All entries below need to be written out exactly, but without their pictures.

╭─ Given records

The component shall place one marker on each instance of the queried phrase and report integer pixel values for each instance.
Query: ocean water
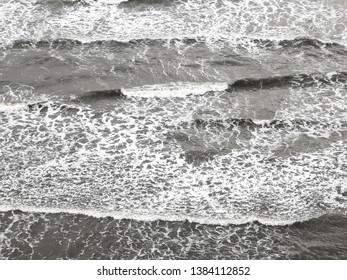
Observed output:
(185, 129)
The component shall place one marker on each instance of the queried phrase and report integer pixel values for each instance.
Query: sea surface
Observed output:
(181, 129)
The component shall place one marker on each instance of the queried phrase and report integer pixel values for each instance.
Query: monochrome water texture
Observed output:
(184, 129)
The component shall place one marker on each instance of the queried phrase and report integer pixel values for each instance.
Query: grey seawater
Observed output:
(173, 129)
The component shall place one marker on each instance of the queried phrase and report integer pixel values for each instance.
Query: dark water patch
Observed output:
(308, 42)
(75, 236)
(148, 3)
(243, 123)
(102, 94)
(64, 3)
(65, 43)
(300, 80)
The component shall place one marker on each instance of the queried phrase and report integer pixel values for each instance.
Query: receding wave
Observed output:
(300, 80)
(66, 43)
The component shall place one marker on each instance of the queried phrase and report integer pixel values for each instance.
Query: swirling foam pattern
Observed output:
(192, 120)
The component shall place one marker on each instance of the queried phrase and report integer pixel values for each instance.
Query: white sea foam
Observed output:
(270, 19)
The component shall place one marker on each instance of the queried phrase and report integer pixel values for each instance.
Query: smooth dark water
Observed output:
(173, 129)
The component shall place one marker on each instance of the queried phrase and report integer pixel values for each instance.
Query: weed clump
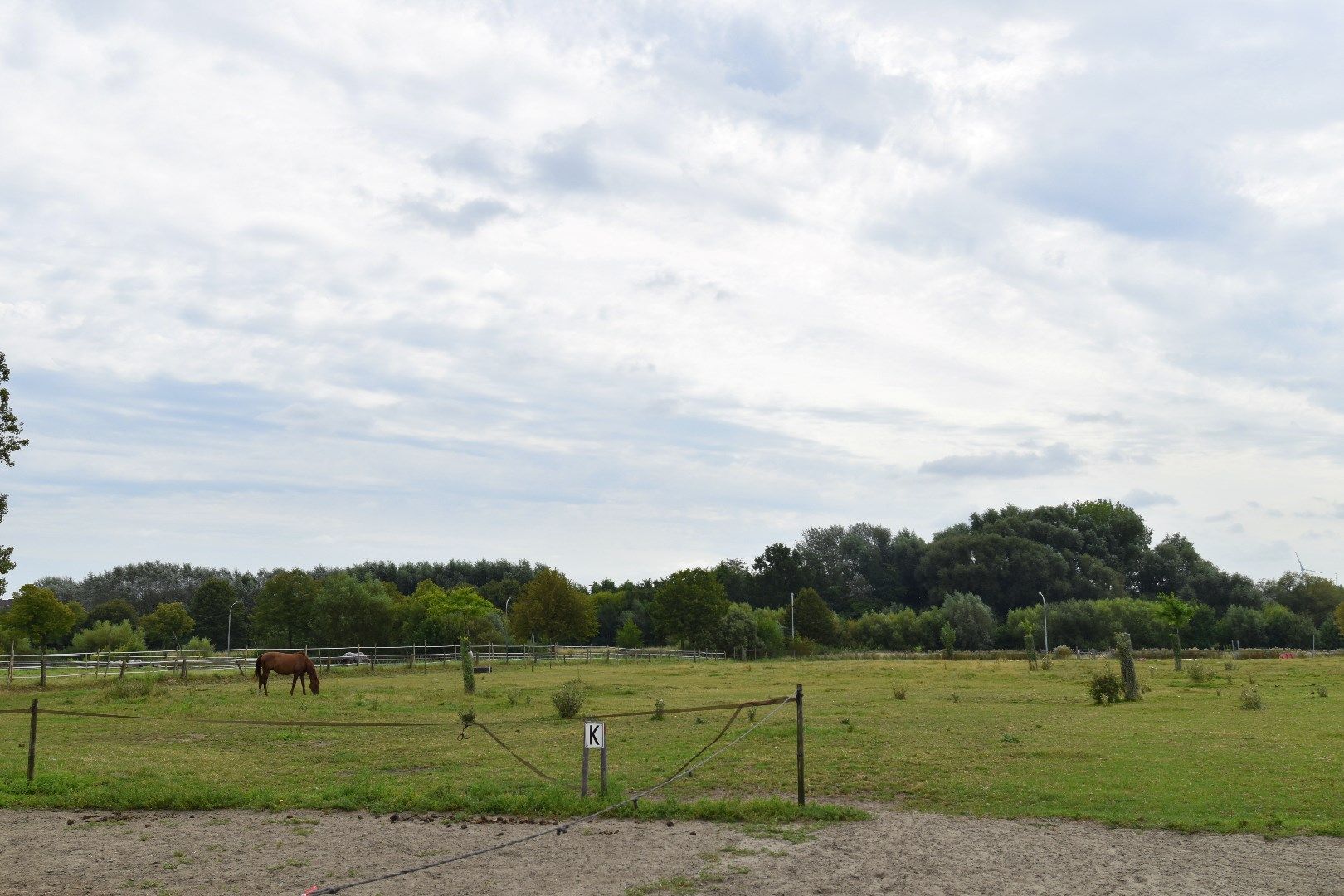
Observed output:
(1105, 687)
(1199, 674)
(569, 699)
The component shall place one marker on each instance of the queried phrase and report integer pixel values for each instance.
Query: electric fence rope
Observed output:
(565, 826)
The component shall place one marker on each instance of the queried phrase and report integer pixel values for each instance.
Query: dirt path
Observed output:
(242, 852)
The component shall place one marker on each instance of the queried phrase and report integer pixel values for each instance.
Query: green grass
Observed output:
(979, 738)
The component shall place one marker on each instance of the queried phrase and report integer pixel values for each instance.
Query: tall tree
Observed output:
(210, 607)
(689, 606)
(10, 442)
(552, 609)
(168, 624)
(38, 616)
(286, 607)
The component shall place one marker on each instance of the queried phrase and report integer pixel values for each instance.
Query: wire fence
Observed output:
(42, 666)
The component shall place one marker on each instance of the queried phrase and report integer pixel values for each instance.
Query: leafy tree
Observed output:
(812, 618)
(353, 611)
(210, 607)
(689, 606)
(738, 633)
(1309, 596)
(1174, 611)
(286, 607)
(114, 610)
(629, 635)
(37, 616)
(777, 574)
(972, 620)
(10, 442)
(552, 609)
(108, 637)
(169, 622)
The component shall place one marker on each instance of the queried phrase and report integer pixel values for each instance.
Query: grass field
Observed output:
(979, 738)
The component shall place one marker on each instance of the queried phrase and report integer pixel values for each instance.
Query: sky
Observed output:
(629, 288)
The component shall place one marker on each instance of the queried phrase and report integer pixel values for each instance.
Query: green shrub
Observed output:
(1105, 687)
(569, 700)
(1199, 674)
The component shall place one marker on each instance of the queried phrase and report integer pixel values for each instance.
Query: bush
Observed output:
(567, 700)
(1199, 674)
(1105, 687)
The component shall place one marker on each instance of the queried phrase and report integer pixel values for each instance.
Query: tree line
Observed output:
(977, 585)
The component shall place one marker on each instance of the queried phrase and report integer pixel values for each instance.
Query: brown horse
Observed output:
(285, 664)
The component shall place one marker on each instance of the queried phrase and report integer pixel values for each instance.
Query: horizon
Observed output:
(626, 290)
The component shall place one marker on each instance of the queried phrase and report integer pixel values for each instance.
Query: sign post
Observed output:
(594, 738)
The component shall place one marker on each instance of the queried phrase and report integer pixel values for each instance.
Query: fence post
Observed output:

╰─

* **Solution to this problem**:
The component shall place one marker on each instance of the queried phrase and report integer pixel values for each instance.
Query: ocean water
Observed output:
(185, 129)
The component shall place one marker on each instance of the queried phrase and report integer pixel values for each instance.
Query: sea surface
Observed output:
(181, 129)
The component shall place one marker on each instance of the queried phrase and report integer pixel values for each instance.
Query: monochrome water texture
Observed output:
(184, 129)
The component shall place one marker on each instance of the queried phrase and report integer pixel values for each instance.
Query: grey seawater
Observed output:
(173, 129)
The component shall place one marker on each instance of the queried phrase and report integer pixel values for each instance.
Query: dark water patch
Observed output:
(308, 42)
(75, 236)
(148, 3)
(243, 123)
(102, 94)
(64, 3)
(65, 43)
(300, 80)
The component shall place one marker on each instance of the queried phrase and report integer pixel values for each instance.
Query: receding wave
Observed output:
(300, 80)
(66, 43)
The component shall place one marker on each instance of the queried phrase and report integer pixel values for each instance.
Query: swirling foam pattern
Observed output:
(192, 120)
The component shall place one marker on each instance of the queried phrase and report integer pixel values for each instance.
Query: white sea foam
Observed output:
(270, 19)
The component shall place one marker on each instance of the queried phrase and report integer pixel values for each instance.
Query: smooth dark water
Observed output:
(173, 129)
The component shall place one marker on each instance of the queried phrase and report integer pixel values for each instance.
Query: weed clump
Observed output:
(1105, 687)
(1199, 674)
(569, 699)
The component shall place one marker on each instance of the queried phrase and report integer pixel values for each instance.
Query: electric fence rope
Observed output:
(565, 826)
The component shall place one marker on each instance of the queried phrase and report integer pixel values for each instance.
Query: dirt path
Observed output:
(242, 852)
The component shall place one marker on each instance of the queried phrase and report integer pixel values for each instance.
Query: green grass
Observed output:
(979, 738)
The component shall place one marker on each instance of the queried phrase and report integer pixel values for each instance.
Query: tall tree
Observed output:
(210, 607)
(689, 606)
(10, 442)
(552, 609)
(168, 624)
(38, 616)
(286, 607)
The component shall place one marker on each instance of the queried phrase and report integer pixel values for each instance.
Query: wire fence
Observed output:
(42, 666)
The component shall place one marker on each instance of the queried phrase and report integer pixel values for each instance.
Query: leafy tree
Observed output:
(812, 618)
(353, 611)
(210, 607)
(689, 606)
(738, 633)
(1309, 596)
(1174, 611)
(286, 607)
(114, 610)
(629, 635)
(37, 616)
(777, 574)
(972, 620)
(10, 442)
(552, 609)
(108, 637)
(169, 622)
The component shall place one marker on each instance of the queried phrase and report integer pixel values for each instance.
Query: grass field
Observed output:
(979, 738)
The component shall place one marker on each instance of the queried phrase and report integer pixel values for each instance.
Query: sky
Observed output:
(629, 288)
The component shall place one marker on each instance of the queried phrase and report integer pixel values for each instance.
Query: green shrub
Observed output:
(1105, 687)
(569, 700)
(1199, 674)
The component shall place one marker on each instance of the queried phrase and report integer pixel values for each instance.
Query: bush
Observed output:
(567, 700)
(1199, 674)
(1105, 687)
The component shall place one marker on each instance of the queried phrase and report integer pixel values for each instance.
Query: tree line
Observed output:
(977, 585)
The component shall place one marker on each instance of the queried phrase and report integer pixel values for each instance.
Query: brown horse
Observed output:
(285, 664)
The component shall place one marker on each instance of the queried phrase and report integer pixel values for each instance.
Query: horizon
Observed output:
(626, 290)
The component shall place one marker on each instance of the queried phrase and report integer pixel values for each instance.
Query: sign post
Observed output:
(594, 738)
The component shall place one marker on each instance of the queried phrase and report integer pixel values for each instance.
Query: fence post
Observed output:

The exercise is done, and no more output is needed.